> **What is expected**
Below is some material. Set down exactly the line where "Target: black beanie" appears and all lines after it, and stop at the last line.
..............................
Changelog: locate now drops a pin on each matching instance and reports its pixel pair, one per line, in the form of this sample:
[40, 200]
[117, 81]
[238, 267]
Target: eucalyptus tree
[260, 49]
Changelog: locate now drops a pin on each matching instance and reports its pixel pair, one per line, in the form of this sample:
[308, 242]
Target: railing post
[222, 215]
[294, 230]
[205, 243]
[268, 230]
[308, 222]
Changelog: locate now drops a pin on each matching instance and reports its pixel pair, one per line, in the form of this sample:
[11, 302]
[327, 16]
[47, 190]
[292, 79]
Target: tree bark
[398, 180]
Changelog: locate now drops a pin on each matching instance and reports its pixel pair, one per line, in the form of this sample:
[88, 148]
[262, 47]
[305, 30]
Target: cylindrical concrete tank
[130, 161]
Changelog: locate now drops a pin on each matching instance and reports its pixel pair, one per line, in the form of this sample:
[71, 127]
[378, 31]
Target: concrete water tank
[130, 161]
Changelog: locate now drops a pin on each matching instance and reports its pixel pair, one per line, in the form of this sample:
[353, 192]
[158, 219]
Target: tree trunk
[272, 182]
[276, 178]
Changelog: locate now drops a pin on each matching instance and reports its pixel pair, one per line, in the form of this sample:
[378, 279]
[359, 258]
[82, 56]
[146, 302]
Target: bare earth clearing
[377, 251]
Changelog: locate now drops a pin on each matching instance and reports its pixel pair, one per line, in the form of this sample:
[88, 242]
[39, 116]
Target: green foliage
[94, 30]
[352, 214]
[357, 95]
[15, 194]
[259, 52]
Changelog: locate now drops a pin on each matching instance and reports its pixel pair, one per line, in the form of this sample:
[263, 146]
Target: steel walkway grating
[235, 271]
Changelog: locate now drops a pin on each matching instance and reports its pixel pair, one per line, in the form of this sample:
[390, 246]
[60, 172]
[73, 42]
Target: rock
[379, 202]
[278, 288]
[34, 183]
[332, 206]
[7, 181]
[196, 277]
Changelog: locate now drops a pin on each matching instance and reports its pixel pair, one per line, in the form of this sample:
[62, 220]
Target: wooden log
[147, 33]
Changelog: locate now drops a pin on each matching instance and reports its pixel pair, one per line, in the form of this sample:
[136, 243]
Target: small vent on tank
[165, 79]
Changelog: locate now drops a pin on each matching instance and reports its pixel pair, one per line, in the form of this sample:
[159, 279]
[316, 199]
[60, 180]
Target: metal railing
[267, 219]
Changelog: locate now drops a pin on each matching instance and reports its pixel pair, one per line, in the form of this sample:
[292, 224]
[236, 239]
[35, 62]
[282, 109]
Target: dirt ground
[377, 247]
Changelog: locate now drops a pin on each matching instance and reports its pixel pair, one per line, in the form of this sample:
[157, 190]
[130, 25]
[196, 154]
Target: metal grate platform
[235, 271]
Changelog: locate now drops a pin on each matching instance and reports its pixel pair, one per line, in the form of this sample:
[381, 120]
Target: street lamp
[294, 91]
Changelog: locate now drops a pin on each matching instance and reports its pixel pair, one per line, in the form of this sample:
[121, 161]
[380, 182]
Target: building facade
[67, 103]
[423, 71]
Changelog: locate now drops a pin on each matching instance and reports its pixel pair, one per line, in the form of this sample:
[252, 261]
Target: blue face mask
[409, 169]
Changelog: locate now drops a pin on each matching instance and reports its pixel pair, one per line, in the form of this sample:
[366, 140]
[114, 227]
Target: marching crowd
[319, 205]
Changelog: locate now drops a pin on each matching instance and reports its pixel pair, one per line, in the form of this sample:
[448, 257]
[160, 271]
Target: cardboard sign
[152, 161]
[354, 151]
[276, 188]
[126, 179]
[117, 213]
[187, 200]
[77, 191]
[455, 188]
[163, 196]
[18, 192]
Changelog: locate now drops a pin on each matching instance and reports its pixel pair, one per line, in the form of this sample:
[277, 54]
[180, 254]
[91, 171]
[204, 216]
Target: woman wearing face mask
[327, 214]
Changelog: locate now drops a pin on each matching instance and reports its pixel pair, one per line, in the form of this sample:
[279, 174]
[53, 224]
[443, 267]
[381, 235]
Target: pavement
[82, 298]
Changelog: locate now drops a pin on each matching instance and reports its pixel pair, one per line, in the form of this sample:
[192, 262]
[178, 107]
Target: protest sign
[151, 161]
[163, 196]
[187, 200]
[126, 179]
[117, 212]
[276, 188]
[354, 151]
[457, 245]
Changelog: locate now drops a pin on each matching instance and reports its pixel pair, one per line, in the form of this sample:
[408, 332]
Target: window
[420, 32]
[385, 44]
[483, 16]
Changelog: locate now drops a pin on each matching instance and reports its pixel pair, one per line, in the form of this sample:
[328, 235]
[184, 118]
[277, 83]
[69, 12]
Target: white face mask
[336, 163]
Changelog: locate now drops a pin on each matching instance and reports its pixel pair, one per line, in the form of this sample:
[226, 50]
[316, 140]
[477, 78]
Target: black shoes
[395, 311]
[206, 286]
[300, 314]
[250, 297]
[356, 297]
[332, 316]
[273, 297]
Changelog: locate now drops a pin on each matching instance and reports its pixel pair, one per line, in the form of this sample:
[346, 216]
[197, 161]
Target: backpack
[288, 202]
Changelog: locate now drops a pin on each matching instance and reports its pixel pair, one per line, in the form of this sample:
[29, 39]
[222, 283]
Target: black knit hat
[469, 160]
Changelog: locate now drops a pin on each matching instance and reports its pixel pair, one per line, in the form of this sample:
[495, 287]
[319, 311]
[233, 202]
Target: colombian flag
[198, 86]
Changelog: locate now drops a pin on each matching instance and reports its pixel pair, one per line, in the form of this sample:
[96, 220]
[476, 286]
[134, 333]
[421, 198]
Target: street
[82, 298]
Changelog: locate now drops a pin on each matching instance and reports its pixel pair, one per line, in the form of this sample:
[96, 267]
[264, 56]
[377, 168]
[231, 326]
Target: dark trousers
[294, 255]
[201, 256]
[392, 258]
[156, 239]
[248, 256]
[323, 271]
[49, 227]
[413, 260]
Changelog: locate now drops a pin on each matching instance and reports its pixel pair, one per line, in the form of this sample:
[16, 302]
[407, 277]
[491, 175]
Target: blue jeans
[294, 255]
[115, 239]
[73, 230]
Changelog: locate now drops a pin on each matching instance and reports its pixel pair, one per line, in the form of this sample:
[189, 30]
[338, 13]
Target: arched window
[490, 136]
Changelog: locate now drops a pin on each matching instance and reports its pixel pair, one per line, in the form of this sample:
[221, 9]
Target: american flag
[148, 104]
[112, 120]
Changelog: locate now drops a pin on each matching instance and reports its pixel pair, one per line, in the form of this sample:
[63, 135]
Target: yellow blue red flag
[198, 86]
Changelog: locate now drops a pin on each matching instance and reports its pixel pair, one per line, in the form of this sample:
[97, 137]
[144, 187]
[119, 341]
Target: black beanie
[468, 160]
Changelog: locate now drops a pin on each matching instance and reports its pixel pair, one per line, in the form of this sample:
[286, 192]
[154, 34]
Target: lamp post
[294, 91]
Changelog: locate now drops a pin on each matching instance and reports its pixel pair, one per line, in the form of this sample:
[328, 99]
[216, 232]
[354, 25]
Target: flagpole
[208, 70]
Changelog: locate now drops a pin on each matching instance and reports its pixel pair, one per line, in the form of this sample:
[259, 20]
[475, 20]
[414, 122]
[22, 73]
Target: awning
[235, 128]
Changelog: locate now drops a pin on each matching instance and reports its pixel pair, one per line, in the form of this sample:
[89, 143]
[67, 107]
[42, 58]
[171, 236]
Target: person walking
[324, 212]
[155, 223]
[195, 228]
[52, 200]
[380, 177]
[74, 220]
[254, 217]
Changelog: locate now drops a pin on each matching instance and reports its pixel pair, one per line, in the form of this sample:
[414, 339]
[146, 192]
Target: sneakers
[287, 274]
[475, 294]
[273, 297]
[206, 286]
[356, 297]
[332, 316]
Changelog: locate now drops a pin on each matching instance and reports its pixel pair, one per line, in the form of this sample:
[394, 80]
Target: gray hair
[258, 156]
..............................
> **Task output**
Target: black beanie
[468, 160]
Changelog: locate now drops a pin on each matching instance and reports its pixel pair, one per line, in the form of this sample:
[286, 192]
[154, 34]
Target: lamp post
[294, 91]
Changelog: locate now drops a pin on each matching instance and reports its pixel pair, one per line, in the form of this sample:
[328, 99]
[216, 232]
[354, 25]
Target: flagpole
[208, 70]
Changelog: locate now drops a pin on each matching instance and reports its pixel pair, one per line, in the form of this sample:
[259, 20]
[475, 20]
[414, 122]
[22, 73]
Target: awning
[235, 128]
Changelog: locate now drops a pin on each matching instance and reports its pixel pair, one per line, in the form of this sample:
[89, 143]
[67, 107]
[42, 58]
[171, 236]
Target: person walking
[324, 212]
[155, 223]
[195, 228]
[52, 200]
[380, 177]
[74, 220]
[254, 217]
Changelog: locate now drops a pin on each matching instance and reports its pixel pair, one per line, in the form of this sample:
[414, 339]
[146, 192]
Target: sneakers
[287, 274]
[475, 294]
[273, 297]
[206, 286]
[356, 297]
[332, 316]
Changelog: locate now drops a pin on each matching instance and reports its pixel pair, one per line, in the form of this sample:
[394, 80]
Target: gray hair
[258, 156]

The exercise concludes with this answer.